§ **Trecho do texto**
* * *

Doc. N° 2178
Prof. Dr. A. A. Bispo, Dr. H. Hülskath (editores) e curadoria científica © 1989 by ISMPS e.V. © Internet-edição 1999 by ISMPS e.V. © 2006 nova série by ISMPS e.V. Todos os direitos reservados - ISSN 1866-203X - urn:nbn:de:0161-2008020501
106 - 2007/2
Laokoon - 500 anos do descobrimento da obra perspectivas interculturais
Laokoon defronte o Museu de Odessa. Trabalhos da A.B.E. Laokoon. Museu Winckelmann, Stendal, Saxônia A motivação para o estudo do Laokoon sob perspectivas interculturais deu-se durante viagem de estudos da Academia Brasil-Europa a cidades da Ucrânia e da Rússia. Um dos objetivos dessa viagem foi ao de estudar in loco as origens históricas da A.B.E., ou seja, a história das correntes que, no século XIX, levaram à constituição do círculo de eruditos de interesses culturais e filosóficos que posteriormente imigrariam para a Europa Central e o Brasil.
As cidades que assumem significado nessa história caracterizam-se por um notável patrimônio arquitetônico e artístico de orientação clássica. Exemplo exponencial de cidade edificada segundo ideais clássicos é Odessa. Considerada especialmente no âmbito do projeto "Poética da Urbanidade", da A.B.E., motivou diversificadas reflexões. Um interesse especial foi dado à reprodução da obra de Laokoon existente em logradouro central da cidade, à frente do edifício do museu. Nas reflexões encetadas, avaliou-se sobretudo o significado simbólico ou emblemático da obra no referente à organização espacial, à ordenação arquitetônica e ao etos da urbe. Questionou-se, também, o sentido do ideal clássico que se associa com a obra escultural do Laokoon para a vida cultural do império russo nas suas relações com a Europa.
As implicações estéticas e éticas do Laokoon foram posteriormente consideradas em vários eventos da A.B.E., em particular no contexto de seminários dedicados ao relacionamento entre a Estética e a Ética.
Em 2006, comemorou-se a passagem dos 500 anos do descobrimento da escultura, um acontecimento que influenciou profundamente o desenvolvimento estético dos séculos seguintes. Para o encerramento do ciclo de estudos realizou-se, em março de 2007, uma visita à exposição de objetos e documentos relativos ao Laokoon na casa-museu de Johann Joachim Winckelmann (1717-1768), em Stendal, Alemanha.

* * *

§ **Instruções**
**a.** Segundo o texto sobre o Laokoon, em que cidade fica a casa-museu de Winckelmann visitada em março de 2007?
**b.** Reproduza fielmente o trecho do texto sobre o Laokoon que começa em "As implicações estéticas" e segue até "Estética e a Ética.".
Os registros formam um material independente do texto.

§ **Registros fornecidos**

* * *

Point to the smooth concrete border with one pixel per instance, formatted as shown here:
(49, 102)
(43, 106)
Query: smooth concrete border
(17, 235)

* * *

§ **Respostas completas**
**a.** Em Stendal, na Alemanha.

**b.**
As implicações estéticas e éticas do Laokoon foram posteriormente consideradas em vários eventos da A.B.E., em particular no contexto de seminários dedicados ao relacionamento entre a Estética e a Ética.